> _Exercise objective_:
Print every entry word for word, but omit the pictures.

┌─ Data supplied

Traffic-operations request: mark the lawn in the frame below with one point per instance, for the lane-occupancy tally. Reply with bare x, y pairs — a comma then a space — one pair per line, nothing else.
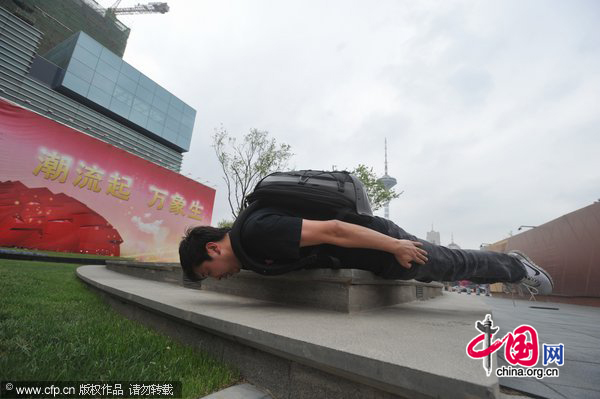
53, 328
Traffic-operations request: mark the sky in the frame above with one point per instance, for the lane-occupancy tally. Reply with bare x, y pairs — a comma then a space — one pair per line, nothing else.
491, 109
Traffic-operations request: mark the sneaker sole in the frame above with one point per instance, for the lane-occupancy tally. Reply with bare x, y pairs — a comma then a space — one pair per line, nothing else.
536, 267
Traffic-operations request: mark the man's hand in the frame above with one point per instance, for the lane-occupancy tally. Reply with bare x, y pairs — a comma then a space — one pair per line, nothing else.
408, 251
347, 235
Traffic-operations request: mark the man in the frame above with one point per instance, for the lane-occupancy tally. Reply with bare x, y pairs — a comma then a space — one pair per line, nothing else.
274, 236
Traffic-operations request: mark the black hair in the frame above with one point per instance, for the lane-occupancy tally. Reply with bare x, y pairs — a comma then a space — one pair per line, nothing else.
192, 248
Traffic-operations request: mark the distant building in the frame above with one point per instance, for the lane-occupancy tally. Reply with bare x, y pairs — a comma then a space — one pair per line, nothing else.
452, 244
78, 78
433, 236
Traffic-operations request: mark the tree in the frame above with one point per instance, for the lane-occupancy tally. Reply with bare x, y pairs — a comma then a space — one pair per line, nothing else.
247, 161
378, 195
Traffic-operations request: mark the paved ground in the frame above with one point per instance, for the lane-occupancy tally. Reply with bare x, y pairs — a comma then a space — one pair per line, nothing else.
575, 326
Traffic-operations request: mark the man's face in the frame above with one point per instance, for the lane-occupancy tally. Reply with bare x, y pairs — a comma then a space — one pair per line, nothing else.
222, 263
217, 268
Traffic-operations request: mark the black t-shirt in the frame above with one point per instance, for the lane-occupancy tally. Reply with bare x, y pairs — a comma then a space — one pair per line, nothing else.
272, 235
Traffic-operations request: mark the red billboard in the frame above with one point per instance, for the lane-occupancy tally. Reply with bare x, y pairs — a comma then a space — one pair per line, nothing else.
63, 190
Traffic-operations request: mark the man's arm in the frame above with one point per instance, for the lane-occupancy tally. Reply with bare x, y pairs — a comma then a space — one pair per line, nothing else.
348, 235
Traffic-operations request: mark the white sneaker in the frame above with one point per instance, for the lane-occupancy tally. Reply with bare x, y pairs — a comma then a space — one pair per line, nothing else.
537, 281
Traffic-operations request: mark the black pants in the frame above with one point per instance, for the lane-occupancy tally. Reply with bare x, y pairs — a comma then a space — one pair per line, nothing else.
445, 264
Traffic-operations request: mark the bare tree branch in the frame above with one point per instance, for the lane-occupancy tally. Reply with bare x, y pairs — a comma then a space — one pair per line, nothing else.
246, 162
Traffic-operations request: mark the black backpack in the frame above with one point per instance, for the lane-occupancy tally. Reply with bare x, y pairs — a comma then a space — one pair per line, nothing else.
310, 194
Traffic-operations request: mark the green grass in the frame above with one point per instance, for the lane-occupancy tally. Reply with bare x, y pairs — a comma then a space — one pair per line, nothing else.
67, 254
53, 328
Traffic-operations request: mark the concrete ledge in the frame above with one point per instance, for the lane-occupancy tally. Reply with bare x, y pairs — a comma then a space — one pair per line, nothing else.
343, 290
413, 350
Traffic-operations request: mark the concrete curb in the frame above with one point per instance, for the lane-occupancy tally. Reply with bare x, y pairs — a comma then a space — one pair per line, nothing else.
403, 351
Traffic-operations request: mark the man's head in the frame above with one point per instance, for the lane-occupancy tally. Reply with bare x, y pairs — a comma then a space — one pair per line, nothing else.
206, 251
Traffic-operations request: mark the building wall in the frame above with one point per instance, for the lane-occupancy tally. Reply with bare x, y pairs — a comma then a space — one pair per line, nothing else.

└─

> _Response to the exercise_:
Traffic-operations request: mark the lawn in the frame below with one point per instance, for the lane-occupancy tally. Reply with bare x, y pairs — a comma then a space — one pair per line, nothing else.
53, 328
Traffic-operations request: mark the sky in the frame above with one point per instance, for the lane-occupancy tally. Reply with bare x, y pairs — a comma then a space — one pair per line, nothing else.
491, 109
Traffic-operations request: mark the sneaker sole in the frame above with one point per instance, for the lane-occupancy tally. Reply with bare x, y pairs — a comma then a space — one pair per line, nothing else.
536, 267
Traffic-operations request: mark the man's hand in the frame above with one point per instance, for the lane-occupancy tally. Reply with bare x, y pairs — a comma then a space — one pair per line, nothing else.
408, 251
347, 235
Traffic-operations request: mark the man in the frame above with one point per instance, for the lane-occupancy tally. Reply with bare x, y pairs — a comma then a space — one pair per line, nothing else.
274, 236
Traffic-operations request: mark the black hair in the frame above with one point per instance, for the lane-occupancy tally. Reply with bare x, y pairs — a comma then a space — one pair per line, nothing else.
192, 248
Traffic-operations request: mark the distant building in the frame above with one point per instance, for the lane-occupancy tally. Reply with bare x, y pairs — a comma then a space — one pair per line, nothing else.
452, 244
78, 78
433, 236
Traffic-operations request: mark the tree in the frame above with one point per instance, for the lane-occupancy tally. Reply with bare x, y pairs — a comma then a space — one pair per line, nothing else.
247, 161
378, 195
Traffic-operations request: mark the paved ground in the frame above with one point per instance, for the lane-occupancy tally. Reply with bare x, y pairs — a comma then a space — one pair per line, nothing else.
575, 326
Traffic-operations request: mark the man's face in the frame above with one point per instance, for the lane-occupancy tally. Reply with bare x, y pairs — a comma then a space — one pair per line, nothing else.
222, 263
217, 268
Traffic-operations request: mark the black t-shirt in the frame above with one point per instance, for the lane-occupancy tally. Reply with bare x, y pairs — a comma then a space — one pair per line, nothing else.
272, 235
Traffic-operations request: mark the red billboard in the frame above with one point per instance, for the lane-occupancy tally. Reply with bare x, y pairs — a comma then a space — one pair per line, nothing else.
63, 190
Traffic-operations request: mark the man's arm in the frame above with one point per instance, for the lane-occupancy tally. Reply with bare x, y pairs — a comma then a space — one pair per line, nothing else.
348, 235
Traffic-operations request: mark the white sneaker in the frame above with one point per instance, for the lane-occupancy tally. Reply with bare x, y pairs — a comma then a space — one pair per line, nothing else.
537, 281
Traffic-operations request: mark the black pants in the frame above with one point per instance, for the lane-occupancy tally. Reply with bare x, y pairs — a comma then a space — one pair per line, nothing else.
445, 264
Traffic-operations request: mark the bare tree branch in the frame above with one point per instance, for the lane-occupancy tally. Reply with bare x, y pairs — a comma then a space — one pair per line, nothing else.
246, 162
Traffic-operations request: mark the black backpack in the frame above with one point per instance, for the lane-occupancy tally. Reply with bare x, y pairs — a comma then a space — one pair per line, nothing else.
310, 194
Traffic-operations request: mark the green grass in the frame above with one point per instance, for the lane-occupancy tally. Reply with bare x, y pairs — a comma then a space — one pair per line, nothing else.
67, 254
53, 328
Traffic-operations request: mark the concrete ledge in the frame above with one point per instance, for the lane-occupancy tally. Reply with bare x, y pairs — a comma then a space — one pair per line, nothing else.
343, 290
413, 350
Traffic-operations request: mark the concrete curb in the frame above with one point per instance, for the lane-occupancy tally. Reply with bare x, y pairs — a comma then a space — one pair per line, nothing else.
403, 351
Traffic-operations request: mark the man's head in the frame above with one point per instance, for the lane-occupancy tally. Reply with bare x, y pairs — a comma then a space — one pair per line, nothing else.
206, 251
Traffic-operations request: mark the building wall in the frame above with one point per instance, for the lane-occupancy tally. Reply with bare x, y pairs — a comma then a space — one pair per line, nothing else.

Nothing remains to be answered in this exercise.